Scientific Reports is slightly more welcoming to narrow, specialized studies. If your work is important to your specific subfield but doesn't appeal across disciplines, Nature will desk-reject it; Scientific Reports will consider it seriously.
Acceptance Rates
Nature: Approximately 6% of submissions accepted. This means 94% rejection.
Scientific Reports: ~57% acceptance in Manusights' current internal estimate, with the journal operating at a much lower significance bar than Nature.
The higher Scientific Reports rate reflects lower barriers to entry. It's still selective (most submissions don't get published), but you have far better odds than Nature. If your paper is solid and novel, Scientific Reports is more likely to publish it.
Publication Timeline
Nature: 7 days median to first decision in the current Nature journal information page.
Scientific Reports: 21 days median to first editorial decision.
Open Access and Article Processing Charges
Nature: Subscription journal. No APC for authors. Published articles are behind a paywall, though authors can self-archive preprints on personal websites.
Scientific Reports: Full open access. The current listed APC is £2,190 / $2,850 / €2,490. If accepted, your article is free to read worldwide.
If your institution covers open-access fees, or you have grant funding for APCs, Scientific Reports is very attractive. If APC is a barrier, Nature's no-cost model is appealing—though acceptance is harder.
Editor Decision-Making
Nature editors make tough calls at the desk stage. They're looking for papers that feel like obvious breakthroughs once published. If they're unsure, they lean toward rejection to protect the journal's selectivity. Most desk rejections at Nature happen within 2 weeks.

▸ **WHAT YOU WILL DO**:
A: From the journal comparison, extract the passage between "Acceptance Rates" and "first editorial decision.", inclusive.
B: According to the journal comparison, why do Nature editors lean toward rejection when they are unsure about a paper? Answer in one to three sentences.
C: List every section heading in the journal comparison.

▸ **PROVIDED RECORDS**:
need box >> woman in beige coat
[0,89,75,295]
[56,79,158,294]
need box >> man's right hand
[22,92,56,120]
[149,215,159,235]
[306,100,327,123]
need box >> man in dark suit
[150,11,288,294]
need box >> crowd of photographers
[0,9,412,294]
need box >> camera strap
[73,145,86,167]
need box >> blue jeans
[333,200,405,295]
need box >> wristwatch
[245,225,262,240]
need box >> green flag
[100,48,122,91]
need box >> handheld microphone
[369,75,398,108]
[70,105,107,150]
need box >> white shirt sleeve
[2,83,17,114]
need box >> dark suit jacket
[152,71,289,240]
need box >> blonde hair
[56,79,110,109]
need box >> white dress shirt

▸ **FINAL ANSWERS**:
A:
Acceptance Rates
Nature: Approximately 6% of submissions accepted. This means 94% rejection.
Scientific Reports: ~57% acceptance in Manusights' current internal estimate, with the journal operating at a much lower significance bar than Nature.
The higher Scientific Reports rate reflects lower barriers to entry. It's still selective (most submissions don't get published), but you have far better odds than Nature. If your paper is solid and novel, Scientific Reports is more likely to publish it.
Publication Timeline
Nature: 7 days median to first decision in the current Nature journal information page.
Scientific Reports: 21 days median to first editorial decision.

B: When Nature editors are unsure about a paper, they lean toward rejection to protect the journal's selectivity. They want papers that will feel like obvious breakthroughs once published.

C:
- Acceptance Rates
- Publication Timeline
- Open Access and Article Processing Charges
- Editor Decision-Making